Task statement: Each entry in the listing below should be returned precisely as it is.

The data:

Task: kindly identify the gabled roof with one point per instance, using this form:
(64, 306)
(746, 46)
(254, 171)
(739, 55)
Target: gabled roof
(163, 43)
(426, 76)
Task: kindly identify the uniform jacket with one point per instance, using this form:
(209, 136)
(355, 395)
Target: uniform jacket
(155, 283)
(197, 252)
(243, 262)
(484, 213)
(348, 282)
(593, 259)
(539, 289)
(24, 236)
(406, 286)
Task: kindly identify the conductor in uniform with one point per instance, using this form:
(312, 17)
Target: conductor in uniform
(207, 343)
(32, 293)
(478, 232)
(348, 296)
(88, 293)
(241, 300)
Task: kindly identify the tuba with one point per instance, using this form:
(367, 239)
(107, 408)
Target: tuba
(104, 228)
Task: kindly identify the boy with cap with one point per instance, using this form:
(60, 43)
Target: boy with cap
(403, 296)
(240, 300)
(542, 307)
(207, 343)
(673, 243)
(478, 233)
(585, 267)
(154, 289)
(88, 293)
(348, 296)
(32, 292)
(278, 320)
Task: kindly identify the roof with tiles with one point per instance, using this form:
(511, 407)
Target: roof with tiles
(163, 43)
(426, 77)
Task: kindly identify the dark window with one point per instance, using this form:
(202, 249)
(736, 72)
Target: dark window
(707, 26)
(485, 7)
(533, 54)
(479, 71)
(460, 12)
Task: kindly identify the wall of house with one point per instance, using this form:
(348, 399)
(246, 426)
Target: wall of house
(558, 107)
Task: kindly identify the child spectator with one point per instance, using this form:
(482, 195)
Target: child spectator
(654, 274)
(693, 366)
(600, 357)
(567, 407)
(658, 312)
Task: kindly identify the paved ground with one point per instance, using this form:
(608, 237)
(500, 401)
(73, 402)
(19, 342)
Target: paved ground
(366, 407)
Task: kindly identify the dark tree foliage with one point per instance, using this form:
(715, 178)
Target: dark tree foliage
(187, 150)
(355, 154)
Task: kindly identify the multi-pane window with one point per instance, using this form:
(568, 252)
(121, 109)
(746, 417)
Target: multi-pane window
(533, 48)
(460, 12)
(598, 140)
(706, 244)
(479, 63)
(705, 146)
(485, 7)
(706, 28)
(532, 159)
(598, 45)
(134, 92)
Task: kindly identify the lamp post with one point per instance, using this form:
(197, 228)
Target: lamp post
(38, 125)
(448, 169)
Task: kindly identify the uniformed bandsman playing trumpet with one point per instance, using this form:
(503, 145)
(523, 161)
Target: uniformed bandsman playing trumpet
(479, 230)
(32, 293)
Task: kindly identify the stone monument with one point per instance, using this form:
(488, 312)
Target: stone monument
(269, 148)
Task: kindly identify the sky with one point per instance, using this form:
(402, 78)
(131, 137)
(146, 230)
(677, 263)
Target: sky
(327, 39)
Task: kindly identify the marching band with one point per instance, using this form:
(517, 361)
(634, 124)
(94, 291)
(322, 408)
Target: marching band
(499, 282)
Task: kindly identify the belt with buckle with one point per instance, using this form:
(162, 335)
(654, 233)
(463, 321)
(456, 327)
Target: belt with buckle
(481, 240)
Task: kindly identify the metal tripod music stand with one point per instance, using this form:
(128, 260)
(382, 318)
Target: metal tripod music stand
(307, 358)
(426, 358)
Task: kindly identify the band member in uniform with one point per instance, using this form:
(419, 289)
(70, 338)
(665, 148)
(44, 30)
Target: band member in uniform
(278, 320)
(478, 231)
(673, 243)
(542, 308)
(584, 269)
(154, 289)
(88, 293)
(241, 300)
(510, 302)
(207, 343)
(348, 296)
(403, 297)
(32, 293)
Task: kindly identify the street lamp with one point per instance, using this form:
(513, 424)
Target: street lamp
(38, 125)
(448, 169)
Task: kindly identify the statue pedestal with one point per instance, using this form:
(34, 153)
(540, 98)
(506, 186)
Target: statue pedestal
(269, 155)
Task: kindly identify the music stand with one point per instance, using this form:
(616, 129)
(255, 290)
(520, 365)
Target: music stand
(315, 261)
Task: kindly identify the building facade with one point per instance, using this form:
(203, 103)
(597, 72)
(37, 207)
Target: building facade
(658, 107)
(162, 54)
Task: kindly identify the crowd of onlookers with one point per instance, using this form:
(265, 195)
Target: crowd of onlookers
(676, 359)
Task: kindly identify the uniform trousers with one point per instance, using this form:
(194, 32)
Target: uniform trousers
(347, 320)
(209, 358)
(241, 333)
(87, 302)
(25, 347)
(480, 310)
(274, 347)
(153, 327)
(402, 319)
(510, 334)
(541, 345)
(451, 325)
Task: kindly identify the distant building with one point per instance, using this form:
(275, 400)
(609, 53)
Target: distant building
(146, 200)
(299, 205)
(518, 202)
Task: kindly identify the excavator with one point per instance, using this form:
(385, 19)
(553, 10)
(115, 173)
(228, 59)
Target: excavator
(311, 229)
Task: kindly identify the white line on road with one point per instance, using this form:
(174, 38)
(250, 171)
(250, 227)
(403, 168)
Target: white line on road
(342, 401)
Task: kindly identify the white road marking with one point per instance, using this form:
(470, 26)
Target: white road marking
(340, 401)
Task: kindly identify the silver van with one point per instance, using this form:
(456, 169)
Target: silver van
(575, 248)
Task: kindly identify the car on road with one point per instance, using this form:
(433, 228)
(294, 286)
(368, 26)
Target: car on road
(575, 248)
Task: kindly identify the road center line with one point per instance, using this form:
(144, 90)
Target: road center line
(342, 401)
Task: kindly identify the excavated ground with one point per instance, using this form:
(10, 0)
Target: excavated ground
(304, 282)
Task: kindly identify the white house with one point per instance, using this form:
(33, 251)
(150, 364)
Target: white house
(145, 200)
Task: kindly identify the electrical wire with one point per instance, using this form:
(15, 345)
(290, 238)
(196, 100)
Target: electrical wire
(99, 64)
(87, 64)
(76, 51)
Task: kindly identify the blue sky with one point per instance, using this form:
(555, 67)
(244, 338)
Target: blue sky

Written response:
Task: kindly identify the gabled roof with one point per instance, using this form:
(64, 306)
(746, 46)
(254, 171)
(739, 55)
Target: gabled roof
(163, 43)
(426, 76)
Task: kindly identify the uniform jacket with one point per instance, using this form:
(209, 136)
(355, 395)
Target: uniform jacket
(155, 283)
(197, 252)
(243, 262)
(484, 213)
(348, 282)
(593, 259)
(539, 289)
(24, 236)
(406, 286)
Task: kindly identify the conductor in uniform with one point per instance, using this form:
(312, 17)
Target: conductor in uniform
(207, 343)
(32, 293)
(478, 232)
(348, 296)
(88, 293)
(241, 300)
Task: kindly identify the tuba with one point per instance, using this form:
(367, 239)
(107, 408)
Target: tuba
(104, 228)
Task: kindly identify the boy with cap with one point per instance, using this form:
(60, 43)
Target: boy with cap
(403, 296)
(240, 300)
(542, 307)
(207, 343)
(673, 243)
(478, 233)
(585, 267)
(154, 289)
(88, 293)
(348, 296)
(32, 292)
(278, 320)
Task: kindly identify the roof with tiles with one point per instance, using this form:
(511, 407)
Target: roof with tiles
(163, 43)
(426, 77)
Task: kindly identify the dark window with one point per instance, using this form:
(202, 249)
(736, 72)
Target: dark window
(707, 26)
(485, 7)
(533, 54)
(479, 71)
(460, 12)
Task: kindly identify the wall of house with one point per instance, using this form:
(348, 399)
(246, 426)
Target: wall of house
(558, 107)
Task: kindly identify the child spectator with one point per instance, using this form:
(482, 195)
Target: child spectator
(654, 274)
(693, 366)
(600, 357)
(567, 407)
(658, 312)
Task: kindly identify the paved ground with one point per instance, using this form:
(608, 237)
(500, 401)
(73, 402)
(19, 342)
Target: paved ground
(366, 407)
Task: kindly identify the dark tree foliage with one point per instance, using this form:
(715, 178)
Target: dark tree foliage
(187, 150)
(355, 154)
Task: kindly identify the multi-pane window with one point per instance, using this form:
(568, 252)
(121, 109)
(746, 417)
Target: multi-pane window
(533, 48)
(460, 12)
(598, 140)
(706, 244)
(479, 63)
(705, 146)
(485, 7)
(706, 28)
(532, 159)
(598, 45)
(134, 92)
Task: kindly identify the lamp post with one point per instance, using this form:
(197, 228)
Target: lamp post
(38, 125)
(448, 169)
Task: kindly identify the uniformed bandsman playing trumpet with one point per instance, using this form:
(503, 145)
(523, 161)
Target: uniformed bandsman playing trumpet
(479, 230)
(32, 293)
Task: kindly identify the stone monument with one point per instance, using this form:
(488, 312)
Target: stone monument
(269, 148)
Task: kindly identify the sky with one point per instance, using this form:
(402, 78)
(131, 137)
(146, 230)
(677, 263)
Target: sky
(327, 39)
Task: kindly identify the marching band with one point per instance, using this form:
(517, 361)
(634, 124)
(94, 291)
(322, 408)
Target: marching band
(499, 282)
Task: kindly identify the belt with buckle with one point per instance, using this form:
(162, 335)
(654, 233)
(463, 321)
(456, 327)
Target: belt with buckle
(481, 240)
Task: kindly identify the metal tripod music stand with one point per instance, using this form:
(128, 260)
(382, 318)
Target: metal tripod music stand
(307, 358)
(426, 358)
Task: kindly identify the band member in uniform with one point per instance, using this form:
(419, 289)
(70, 338)
(665, 148)
(44, 30)
Target: band member in uniform
(278, 320)
(478, 231)
(673, 243)
(542, 308)
(584, 269)
(154, 289)
(88, 293)
(241, 300)
(510, 302)
(207, 343)
(348, 296)
(403, 297)
(32, 293)
Task: kindly identify the street lamp with one point per instance, using this form:
(513, 424)
Target: street lamp
(38, 125)
(448, 169)
Task: kindly identify the statue pedestal with one point per instance, using this form:
(34, 153)
(540, 98)
(506, 186)
Target: statue pedestal
(269, 155)
Task: kindly identify the music stand with one point per instance, using this form:
(616, 129)
(255, 290)
(520, 365)
Target: music stand
(315, 261)
Task: kindly identify the building facade with one point per instance, using this form:
(203, 103)
(597, 72)
(37, 207)
Target: building facade
(658, 107)
(162, 54)
Task: kindly identify the crowd of onlookers with one point per instance, using this form:
(265, 195)
Target: crowd of onlookers
(676, 359)
Task: kindly identify the uniform trousers with one point per instance, using this form:
(194, 32)
Target: uniform trousers
(347, 320)
(209, 358)
(241, 333)
(87, 302)
(25, 347)
(480, 310)
(274, 347)
(153, 327)
(402, 319)
(510, 334)
(541, 345)
(451, 325)
Task: kindly identify the distant building with one point per instance, using this form:
(275, 400)
(609, 53)
Target: distant building
(146, 200)
(299, 205)
(518, 202)
Task: kindly identify the excavator with one point per instance, using this form:
(385, 19)
(553, 10)
(115, 173)
(228, 59)
Target: excavator
(311, 229)
Task: kindly identify the white line on road with one point per instance, using this form:
(174, 38)
(250, 171)
(250, 227)
(403, 168)
Target: white line on road
(342, 401)
Task: kindly identify the white road marking with one point per instance, using this form:
(470, 26)
Target: white road marking
(340, 401)
Task: kindly identify the silver van with one point per instance, using this form:
(456, 169)
Target: silver van
(575, 248)
Task: kindly identify the car on road with one point per instance, using this form:
(433, 228)
(294, 286)
(368, 26)
Target: car on road
(575, 248)
Task: kindly identify the road center line with one point per instance, using this form:
(144, 90)
Target: road center line
(342, 401)
Task: kindly identify the excavated ground with one point per instance, using this form:
(10, 0)
Target: excavated ground
(304, 282)
Task: kindly identify the white house with one point per instance, using this form:
(33, 251)
(150, 364)
Target: white house
(145, 200)
Task: kindly identify the electrical wire with one point per instance, using this form:
(15, 345)
(290, 238)
(196, 100)
Target: electrical wire
(99, 64)
(87, 64)
(76, 51)
Task: kindly identify the blue sky with one point per instance, using this form:
(555, 67)
(244, 338)
Target: blue sky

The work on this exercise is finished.